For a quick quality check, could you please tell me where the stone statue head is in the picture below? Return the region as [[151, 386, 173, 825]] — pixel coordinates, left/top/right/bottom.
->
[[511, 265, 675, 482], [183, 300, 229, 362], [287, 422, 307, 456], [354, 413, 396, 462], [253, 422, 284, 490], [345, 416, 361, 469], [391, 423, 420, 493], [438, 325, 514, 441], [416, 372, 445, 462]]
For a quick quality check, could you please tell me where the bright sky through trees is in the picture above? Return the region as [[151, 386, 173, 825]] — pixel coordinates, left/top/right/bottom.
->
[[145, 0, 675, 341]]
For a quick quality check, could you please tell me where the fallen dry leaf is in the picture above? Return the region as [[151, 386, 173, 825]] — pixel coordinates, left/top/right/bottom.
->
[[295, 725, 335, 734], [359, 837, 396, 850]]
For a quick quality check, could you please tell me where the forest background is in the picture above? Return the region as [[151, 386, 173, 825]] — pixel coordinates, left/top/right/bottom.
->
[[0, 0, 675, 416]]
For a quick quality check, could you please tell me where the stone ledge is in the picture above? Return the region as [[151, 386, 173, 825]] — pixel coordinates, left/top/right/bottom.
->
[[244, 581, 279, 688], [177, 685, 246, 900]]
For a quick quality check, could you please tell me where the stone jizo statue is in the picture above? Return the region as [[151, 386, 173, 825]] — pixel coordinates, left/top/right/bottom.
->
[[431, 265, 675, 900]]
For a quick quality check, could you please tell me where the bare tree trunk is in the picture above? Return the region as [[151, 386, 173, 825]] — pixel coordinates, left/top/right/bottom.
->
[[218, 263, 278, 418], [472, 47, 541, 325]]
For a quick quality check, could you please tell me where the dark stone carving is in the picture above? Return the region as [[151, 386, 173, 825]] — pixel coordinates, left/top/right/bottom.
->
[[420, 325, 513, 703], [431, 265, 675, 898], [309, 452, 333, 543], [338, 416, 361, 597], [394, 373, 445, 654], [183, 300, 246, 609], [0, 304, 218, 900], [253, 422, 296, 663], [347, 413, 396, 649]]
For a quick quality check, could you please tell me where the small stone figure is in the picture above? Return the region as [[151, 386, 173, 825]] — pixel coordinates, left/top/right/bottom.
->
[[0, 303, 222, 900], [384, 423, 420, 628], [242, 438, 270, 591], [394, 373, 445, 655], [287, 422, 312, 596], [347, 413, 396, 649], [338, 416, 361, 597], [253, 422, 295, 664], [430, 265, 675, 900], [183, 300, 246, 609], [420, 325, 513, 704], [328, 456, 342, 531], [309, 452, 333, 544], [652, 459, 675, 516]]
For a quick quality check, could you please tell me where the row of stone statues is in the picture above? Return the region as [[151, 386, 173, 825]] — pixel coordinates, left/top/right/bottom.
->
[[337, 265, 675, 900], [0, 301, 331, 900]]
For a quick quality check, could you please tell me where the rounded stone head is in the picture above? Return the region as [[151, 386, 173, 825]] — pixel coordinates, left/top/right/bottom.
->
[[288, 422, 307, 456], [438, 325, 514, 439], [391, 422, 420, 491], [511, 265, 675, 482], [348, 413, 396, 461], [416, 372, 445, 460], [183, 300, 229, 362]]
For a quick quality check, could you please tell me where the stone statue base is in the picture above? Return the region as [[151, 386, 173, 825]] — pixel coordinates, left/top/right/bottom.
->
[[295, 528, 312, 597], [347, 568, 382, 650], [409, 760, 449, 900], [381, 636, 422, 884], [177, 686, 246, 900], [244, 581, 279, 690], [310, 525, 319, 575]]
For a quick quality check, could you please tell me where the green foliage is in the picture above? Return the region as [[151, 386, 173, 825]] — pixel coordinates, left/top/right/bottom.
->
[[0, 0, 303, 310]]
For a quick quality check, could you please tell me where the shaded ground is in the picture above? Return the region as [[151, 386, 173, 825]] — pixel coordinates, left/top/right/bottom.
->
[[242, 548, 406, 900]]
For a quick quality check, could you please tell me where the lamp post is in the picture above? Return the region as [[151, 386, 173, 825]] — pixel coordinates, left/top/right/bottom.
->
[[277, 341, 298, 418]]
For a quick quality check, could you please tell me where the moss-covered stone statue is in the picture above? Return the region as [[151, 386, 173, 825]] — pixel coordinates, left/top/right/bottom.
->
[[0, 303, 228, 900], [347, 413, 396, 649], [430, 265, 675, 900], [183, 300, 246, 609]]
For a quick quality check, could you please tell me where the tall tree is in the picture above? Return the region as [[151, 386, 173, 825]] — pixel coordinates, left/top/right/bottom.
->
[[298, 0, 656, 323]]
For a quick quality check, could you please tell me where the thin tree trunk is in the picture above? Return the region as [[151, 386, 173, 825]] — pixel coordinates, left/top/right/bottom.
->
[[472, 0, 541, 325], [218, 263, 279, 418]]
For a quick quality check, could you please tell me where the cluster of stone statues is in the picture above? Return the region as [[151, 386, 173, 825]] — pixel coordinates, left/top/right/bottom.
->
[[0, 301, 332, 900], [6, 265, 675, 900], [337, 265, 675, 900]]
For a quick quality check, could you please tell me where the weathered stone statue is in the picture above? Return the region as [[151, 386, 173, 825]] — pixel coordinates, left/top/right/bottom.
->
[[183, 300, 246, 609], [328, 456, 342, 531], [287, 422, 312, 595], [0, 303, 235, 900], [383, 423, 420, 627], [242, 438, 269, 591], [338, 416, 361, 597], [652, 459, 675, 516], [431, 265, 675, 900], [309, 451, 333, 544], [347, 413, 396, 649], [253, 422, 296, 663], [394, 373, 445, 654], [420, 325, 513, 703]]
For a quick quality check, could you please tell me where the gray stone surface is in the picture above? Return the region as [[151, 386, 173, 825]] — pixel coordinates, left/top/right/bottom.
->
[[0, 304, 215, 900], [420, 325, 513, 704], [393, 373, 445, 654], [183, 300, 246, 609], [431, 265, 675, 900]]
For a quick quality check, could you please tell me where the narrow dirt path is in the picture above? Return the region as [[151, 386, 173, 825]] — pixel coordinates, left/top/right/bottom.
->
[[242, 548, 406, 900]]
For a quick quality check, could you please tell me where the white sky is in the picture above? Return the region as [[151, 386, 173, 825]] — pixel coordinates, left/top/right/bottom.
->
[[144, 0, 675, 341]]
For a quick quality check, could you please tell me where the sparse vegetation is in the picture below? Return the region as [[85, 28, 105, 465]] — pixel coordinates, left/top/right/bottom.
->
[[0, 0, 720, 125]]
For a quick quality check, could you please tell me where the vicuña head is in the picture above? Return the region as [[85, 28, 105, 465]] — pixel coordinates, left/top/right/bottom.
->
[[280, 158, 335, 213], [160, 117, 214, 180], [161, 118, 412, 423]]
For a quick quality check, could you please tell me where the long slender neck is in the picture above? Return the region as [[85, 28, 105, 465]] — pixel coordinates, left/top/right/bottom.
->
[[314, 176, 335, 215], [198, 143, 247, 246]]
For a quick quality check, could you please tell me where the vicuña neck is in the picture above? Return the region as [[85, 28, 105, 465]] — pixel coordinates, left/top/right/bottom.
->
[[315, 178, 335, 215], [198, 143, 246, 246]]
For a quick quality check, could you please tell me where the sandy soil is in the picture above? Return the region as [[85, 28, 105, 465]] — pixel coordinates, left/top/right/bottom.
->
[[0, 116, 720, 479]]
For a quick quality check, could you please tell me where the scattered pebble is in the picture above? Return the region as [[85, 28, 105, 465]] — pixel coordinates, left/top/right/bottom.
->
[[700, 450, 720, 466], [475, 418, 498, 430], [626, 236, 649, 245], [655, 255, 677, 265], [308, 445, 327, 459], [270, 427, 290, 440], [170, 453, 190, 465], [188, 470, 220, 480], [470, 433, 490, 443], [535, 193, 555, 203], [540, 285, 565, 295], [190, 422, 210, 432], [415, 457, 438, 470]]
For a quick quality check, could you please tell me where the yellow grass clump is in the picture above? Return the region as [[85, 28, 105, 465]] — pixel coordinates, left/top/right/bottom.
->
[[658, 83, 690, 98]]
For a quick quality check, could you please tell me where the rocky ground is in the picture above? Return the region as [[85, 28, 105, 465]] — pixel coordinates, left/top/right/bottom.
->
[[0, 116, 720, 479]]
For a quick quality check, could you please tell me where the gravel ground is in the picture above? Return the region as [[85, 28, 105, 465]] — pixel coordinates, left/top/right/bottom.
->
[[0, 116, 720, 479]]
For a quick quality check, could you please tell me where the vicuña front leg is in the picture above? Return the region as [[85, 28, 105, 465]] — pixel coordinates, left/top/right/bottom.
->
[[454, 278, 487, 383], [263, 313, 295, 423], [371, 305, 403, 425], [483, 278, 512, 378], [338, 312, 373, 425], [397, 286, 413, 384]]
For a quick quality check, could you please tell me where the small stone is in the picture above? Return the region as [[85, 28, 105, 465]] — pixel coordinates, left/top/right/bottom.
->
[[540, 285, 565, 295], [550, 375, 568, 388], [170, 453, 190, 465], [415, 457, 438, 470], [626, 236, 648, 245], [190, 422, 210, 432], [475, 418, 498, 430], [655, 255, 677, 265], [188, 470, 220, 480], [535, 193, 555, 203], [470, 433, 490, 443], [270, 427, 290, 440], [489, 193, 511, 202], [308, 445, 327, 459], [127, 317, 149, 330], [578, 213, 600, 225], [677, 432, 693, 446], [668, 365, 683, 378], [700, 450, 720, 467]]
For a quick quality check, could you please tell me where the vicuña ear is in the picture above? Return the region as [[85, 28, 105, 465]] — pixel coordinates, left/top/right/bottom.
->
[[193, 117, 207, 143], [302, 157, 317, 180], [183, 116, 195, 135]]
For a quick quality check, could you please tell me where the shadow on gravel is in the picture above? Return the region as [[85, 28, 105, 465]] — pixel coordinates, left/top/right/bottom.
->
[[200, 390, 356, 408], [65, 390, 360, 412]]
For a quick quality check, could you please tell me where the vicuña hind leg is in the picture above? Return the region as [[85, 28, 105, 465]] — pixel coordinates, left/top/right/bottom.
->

* _Instructions to follow_
Convert every row from the one containing "where the sparse" down to the one containing "[[314, 176, 335, 215], [198, 143, 247, 246]]", both included, into a two-column CSV with the headers request and answer. Give each row its own line, put each field in quotation marks, and replace any line breaks inside a field with spaces.

* _Written response_
request,answer
"For a quick quality check, could you please tell me where the sparse vegetation is in the picture below? Return the region as [[85, 28, 105, 465]] — pixel coordinates, left/top/right/bottom. ->","[[0, 0, 720, 125]]"
"For a quick quality check, could you please tell me where the vicuña head is in the picture above? Return the region as [[85, 28, 105, 465]] — pixel coordinates, left/top/right/bottom. ->","[[280, 158, 335, 213], [160, 117, 214, 180], [161, 118, 412, 423]]"
"For a quick quality check, could you please tell me where the long slender neck is in the picture above? Return the region as [[85, 28, 105, 465]] — pixel coordinates, left/top/right/bottom. ->","[[314, 176, 335, 215], [198, 143, 247, 246]]"